=== Selection ===

If ever there was evidence of DEVO-lution in our modern era, it would be in the recent proliferation of ahistoric, formulaic, and spectacularly inert musical biopics of artists teeming with life and ingenuity. I’m sure you know the ones: great marketing buzz and stunt casting, zero memorability.
Musical documentary cinema however, appears to be experiencing a golden era. Inroads made in digital restoration technology have made it far easier to sift through the archive of footage we call the 20th Century in order to construct a compelling documentary about a pop culture subject.
The primary criteria of this list requires that the films be about a specific musician or band, rather than a movement, era, or event. This alone ruled out so many other worthwhile documentaries that are also worth your time: Taqwacores: The Birth Of Punk Islam (2009), The Summer Of Soul (2021), and The Decline Of Western Civilization (I-III).
Any fictional films where actors perform a role are also disqualified. So no biopics, even if real musicians play themselves: 8 Mile (2002), Spice World (1997), or Rock ‘N’ Roll High School (1979)
What’s left are documentaries, concert films, and a compendium of different hybrids between the two. That most of these films are from the last decade or so is only a nice coincidence. In any case, the films on this list spotlight some of the very best musicians of our time making some of the very best music in the history of documentary cinema.
The Sparks Brothers (2021)
While at a Sparks show with director Phil Lord at the El Rey Theater in Los Angeles, filmmaker Edgar Wright recounts wondering aloud, “Someone should make a Sparks documentary!” Lord almost dares him in response, “Why don’t you make it?”

=== Material shown ===

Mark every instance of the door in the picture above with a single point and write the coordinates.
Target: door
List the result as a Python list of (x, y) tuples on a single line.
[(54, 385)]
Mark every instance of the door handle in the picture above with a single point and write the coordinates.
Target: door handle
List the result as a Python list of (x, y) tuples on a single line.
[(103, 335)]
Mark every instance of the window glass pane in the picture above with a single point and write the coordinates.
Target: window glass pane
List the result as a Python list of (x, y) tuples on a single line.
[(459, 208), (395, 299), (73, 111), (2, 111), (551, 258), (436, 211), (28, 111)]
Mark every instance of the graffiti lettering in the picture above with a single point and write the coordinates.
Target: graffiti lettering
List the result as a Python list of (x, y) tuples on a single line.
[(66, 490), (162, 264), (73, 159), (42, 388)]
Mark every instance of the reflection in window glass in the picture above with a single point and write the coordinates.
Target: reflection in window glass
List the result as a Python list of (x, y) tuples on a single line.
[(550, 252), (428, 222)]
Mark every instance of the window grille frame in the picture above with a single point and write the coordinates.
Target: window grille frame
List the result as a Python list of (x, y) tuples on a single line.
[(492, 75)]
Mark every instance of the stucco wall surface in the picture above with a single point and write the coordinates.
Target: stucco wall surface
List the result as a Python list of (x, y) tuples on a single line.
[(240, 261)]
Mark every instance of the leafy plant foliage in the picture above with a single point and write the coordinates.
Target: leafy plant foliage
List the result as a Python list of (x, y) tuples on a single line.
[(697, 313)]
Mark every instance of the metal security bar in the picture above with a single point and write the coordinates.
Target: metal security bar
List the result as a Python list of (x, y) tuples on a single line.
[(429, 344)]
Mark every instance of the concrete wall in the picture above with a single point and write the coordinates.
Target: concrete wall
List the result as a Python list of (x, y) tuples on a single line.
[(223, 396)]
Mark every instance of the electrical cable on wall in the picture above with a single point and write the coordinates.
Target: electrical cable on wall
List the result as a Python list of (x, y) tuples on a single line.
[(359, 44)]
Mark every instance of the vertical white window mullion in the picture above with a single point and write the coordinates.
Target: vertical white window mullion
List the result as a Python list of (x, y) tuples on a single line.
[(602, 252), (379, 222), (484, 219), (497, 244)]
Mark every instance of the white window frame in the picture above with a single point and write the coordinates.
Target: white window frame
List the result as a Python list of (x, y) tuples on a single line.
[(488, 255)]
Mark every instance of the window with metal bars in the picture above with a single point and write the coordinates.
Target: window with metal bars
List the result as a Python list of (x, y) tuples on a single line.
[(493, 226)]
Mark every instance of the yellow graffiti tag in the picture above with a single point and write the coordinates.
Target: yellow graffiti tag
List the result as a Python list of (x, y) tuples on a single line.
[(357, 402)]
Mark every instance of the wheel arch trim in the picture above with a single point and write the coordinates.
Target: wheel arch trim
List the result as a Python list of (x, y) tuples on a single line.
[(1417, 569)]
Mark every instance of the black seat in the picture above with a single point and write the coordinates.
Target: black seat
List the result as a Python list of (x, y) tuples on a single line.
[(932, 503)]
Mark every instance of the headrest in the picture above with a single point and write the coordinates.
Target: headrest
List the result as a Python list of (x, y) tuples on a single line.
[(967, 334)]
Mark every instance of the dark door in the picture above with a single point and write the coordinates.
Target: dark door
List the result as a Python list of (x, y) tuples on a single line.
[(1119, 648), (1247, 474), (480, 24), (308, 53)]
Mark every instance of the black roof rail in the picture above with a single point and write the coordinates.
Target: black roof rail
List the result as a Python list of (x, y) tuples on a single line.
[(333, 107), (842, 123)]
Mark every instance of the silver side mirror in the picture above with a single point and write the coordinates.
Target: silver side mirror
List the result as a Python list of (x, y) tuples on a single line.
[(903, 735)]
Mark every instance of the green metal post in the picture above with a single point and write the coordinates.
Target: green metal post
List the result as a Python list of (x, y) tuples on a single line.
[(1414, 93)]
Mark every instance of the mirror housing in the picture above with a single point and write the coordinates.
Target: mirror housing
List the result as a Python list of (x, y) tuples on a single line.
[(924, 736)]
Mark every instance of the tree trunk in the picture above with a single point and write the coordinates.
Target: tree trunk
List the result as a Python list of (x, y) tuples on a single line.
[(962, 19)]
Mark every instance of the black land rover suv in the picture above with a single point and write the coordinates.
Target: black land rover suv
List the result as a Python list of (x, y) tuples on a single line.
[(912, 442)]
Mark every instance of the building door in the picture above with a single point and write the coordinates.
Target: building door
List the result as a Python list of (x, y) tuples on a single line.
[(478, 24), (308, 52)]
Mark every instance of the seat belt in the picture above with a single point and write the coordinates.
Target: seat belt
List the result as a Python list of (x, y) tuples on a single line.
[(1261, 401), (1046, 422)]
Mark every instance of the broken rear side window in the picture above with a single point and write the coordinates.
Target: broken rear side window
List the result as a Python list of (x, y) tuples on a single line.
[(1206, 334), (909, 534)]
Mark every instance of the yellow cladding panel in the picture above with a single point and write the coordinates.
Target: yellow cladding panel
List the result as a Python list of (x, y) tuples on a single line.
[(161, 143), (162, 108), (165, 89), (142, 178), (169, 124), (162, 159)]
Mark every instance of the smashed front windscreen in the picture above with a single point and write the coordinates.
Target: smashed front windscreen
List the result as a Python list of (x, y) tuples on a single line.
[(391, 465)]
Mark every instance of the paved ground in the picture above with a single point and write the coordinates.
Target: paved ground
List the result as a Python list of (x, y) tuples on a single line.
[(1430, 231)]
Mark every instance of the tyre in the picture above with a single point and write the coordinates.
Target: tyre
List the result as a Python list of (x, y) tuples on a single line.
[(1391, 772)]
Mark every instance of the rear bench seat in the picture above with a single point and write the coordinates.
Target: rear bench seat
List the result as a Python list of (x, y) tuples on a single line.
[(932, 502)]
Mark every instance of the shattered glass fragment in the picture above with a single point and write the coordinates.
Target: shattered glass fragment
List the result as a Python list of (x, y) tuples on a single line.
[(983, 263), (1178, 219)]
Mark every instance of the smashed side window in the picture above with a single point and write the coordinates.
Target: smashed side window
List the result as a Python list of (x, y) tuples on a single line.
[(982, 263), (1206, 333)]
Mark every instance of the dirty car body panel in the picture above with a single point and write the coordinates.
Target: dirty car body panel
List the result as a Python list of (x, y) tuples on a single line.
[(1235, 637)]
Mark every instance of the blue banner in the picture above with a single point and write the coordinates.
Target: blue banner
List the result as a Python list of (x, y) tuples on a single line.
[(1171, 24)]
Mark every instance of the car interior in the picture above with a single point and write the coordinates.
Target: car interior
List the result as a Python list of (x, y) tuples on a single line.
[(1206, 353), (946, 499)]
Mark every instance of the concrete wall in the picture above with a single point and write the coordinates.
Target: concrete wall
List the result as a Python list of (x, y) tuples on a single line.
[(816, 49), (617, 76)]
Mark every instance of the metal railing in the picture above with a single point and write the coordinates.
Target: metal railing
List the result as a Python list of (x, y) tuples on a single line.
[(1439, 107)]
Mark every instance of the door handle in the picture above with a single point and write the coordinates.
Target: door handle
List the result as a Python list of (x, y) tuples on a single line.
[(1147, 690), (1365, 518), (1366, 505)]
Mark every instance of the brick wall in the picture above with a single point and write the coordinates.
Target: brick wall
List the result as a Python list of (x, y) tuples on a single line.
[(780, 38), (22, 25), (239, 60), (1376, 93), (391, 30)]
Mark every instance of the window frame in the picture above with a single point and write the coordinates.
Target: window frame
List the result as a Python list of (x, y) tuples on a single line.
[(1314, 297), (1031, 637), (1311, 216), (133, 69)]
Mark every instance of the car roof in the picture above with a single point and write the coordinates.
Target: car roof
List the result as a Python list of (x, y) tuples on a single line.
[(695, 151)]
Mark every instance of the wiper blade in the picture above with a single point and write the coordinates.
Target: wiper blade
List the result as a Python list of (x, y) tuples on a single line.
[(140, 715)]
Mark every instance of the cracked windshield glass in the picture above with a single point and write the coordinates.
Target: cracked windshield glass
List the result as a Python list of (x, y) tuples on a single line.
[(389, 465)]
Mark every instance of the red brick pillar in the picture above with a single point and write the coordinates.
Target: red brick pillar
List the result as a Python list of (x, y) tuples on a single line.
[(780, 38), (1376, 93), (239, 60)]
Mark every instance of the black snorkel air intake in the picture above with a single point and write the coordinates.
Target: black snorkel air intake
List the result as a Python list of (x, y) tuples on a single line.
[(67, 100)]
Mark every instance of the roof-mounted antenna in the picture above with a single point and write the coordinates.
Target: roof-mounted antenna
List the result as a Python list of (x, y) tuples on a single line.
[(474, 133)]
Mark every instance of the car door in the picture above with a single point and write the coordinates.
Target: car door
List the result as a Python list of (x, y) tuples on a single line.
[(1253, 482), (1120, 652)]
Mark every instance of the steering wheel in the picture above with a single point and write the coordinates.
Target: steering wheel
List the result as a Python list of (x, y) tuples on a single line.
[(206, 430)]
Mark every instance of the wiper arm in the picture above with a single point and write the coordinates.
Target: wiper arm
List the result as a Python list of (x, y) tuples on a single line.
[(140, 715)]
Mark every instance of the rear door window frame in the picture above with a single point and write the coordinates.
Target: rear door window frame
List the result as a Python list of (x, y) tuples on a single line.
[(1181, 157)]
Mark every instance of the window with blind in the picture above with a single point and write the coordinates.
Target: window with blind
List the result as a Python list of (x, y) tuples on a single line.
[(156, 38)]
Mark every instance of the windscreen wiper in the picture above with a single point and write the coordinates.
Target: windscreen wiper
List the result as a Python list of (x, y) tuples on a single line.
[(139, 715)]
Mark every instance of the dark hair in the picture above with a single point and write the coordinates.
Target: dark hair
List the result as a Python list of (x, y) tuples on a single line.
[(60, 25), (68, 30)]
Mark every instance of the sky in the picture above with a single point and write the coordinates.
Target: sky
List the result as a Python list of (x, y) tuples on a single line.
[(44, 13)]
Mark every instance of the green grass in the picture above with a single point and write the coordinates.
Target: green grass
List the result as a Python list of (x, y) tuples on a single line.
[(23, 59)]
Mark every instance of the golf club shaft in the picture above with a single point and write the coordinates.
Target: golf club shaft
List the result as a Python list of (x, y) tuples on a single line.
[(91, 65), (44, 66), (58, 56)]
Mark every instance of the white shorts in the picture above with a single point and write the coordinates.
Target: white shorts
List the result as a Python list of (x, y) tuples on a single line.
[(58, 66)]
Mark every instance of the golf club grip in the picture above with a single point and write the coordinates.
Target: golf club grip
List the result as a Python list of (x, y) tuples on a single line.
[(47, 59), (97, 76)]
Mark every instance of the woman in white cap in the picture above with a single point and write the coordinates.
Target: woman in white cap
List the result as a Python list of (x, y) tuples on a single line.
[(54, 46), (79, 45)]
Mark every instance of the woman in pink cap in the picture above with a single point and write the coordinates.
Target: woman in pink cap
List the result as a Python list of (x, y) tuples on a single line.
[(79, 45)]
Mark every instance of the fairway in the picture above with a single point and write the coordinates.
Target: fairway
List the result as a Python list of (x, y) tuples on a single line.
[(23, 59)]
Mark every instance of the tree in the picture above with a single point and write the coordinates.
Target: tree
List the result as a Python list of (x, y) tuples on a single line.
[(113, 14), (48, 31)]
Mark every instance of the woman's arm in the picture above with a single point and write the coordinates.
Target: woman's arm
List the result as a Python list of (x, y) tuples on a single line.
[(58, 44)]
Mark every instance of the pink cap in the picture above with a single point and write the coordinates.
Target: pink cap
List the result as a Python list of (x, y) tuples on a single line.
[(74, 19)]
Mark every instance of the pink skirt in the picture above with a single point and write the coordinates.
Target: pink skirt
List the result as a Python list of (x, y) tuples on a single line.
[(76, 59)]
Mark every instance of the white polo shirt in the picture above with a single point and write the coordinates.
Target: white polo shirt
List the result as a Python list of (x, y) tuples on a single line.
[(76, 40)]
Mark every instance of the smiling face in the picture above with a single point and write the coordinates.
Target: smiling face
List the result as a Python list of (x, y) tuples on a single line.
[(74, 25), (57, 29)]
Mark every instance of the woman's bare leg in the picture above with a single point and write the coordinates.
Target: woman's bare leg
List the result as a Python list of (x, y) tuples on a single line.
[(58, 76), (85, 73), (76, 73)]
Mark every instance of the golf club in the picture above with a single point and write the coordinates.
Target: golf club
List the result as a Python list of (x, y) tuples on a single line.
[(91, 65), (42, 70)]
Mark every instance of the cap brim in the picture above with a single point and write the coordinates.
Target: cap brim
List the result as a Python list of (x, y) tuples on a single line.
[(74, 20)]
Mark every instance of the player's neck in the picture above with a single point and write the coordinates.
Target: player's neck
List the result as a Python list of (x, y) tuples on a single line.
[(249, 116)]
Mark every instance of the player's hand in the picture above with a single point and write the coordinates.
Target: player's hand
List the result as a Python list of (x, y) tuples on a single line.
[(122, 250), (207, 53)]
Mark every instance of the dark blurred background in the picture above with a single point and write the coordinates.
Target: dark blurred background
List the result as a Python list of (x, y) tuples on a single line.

===

= Goals =
1. Quote the article on music documentaries word for word, starting at "Any fictional films" and ending at "Sparks Brothers (2021)".
2. In the article on music documentaries, who asked Edgar Wright why he didn't make a Sparks documentary himself?
3. Carry on the article about music documentaries from the point where it stops.
The data has no connection to the article on music documentaries.

= The replies =
1.
Any fictional films where actors perform a role are also disqualified. So no biopics, even if real musicians play themselves: 8 Mile (2002), Spice World (1997), or Rock ‘N’ Roll High School (1979)
What’s left are documentaries, concert films, and a compendium of different hybrids between the two. That most of these films are from the last decade or so is only a nice coincidence. In any case, the films on this list spotlight some of the very best musicians of our time making some of the very best music in the history of documentary cinema.
The Sparks Brothers (2021)

2. Director Phil Lord.

3.
And so, The Sparks Brothers. A brand new feature-length documentary about “your favorite band’s favorite band” that boasts lots of “firsts” for audiences. For long term and new fans of the art band Sparks, it’s the first opportunity to go “behind-the-scenes” on the music and its septuagenarian creators. For followers of the films of Edgar Wright, it’s a chance to see that same grandiloquent style channeled into non-fiction for the first time.
In a broad distillation of the band’s legacy, Wright appraises and reviews each of Sparks’ twenty-five studio albums made between 1971 and 2020. It’s a structure seen elsewhere on this list, but nothing quite to this scale. With clout to go around, Wright effortlessly summons interviews from a coterie of Sparks fans and collaborators, from Todd Rundgren to Thurston Moore, to gush endlessly about the band’s influence as the film dances through its heroic 140 minute runtime.
Wright intends for this film to be a flashpoint for general audiences that have never heard of the band before despite unprecedented modern access to their music. In calling attention to the possible obsolescence of the music documentary form, Wright provides dictionary definitions of words found in the band’s song titles that unfold as if being searched by a budding fan. It even resembles the iPhone font design, linking modern fanaticism to a decidedly analog and old fashioned band. The act of discovering a 20th century artist in the Information Age, personified.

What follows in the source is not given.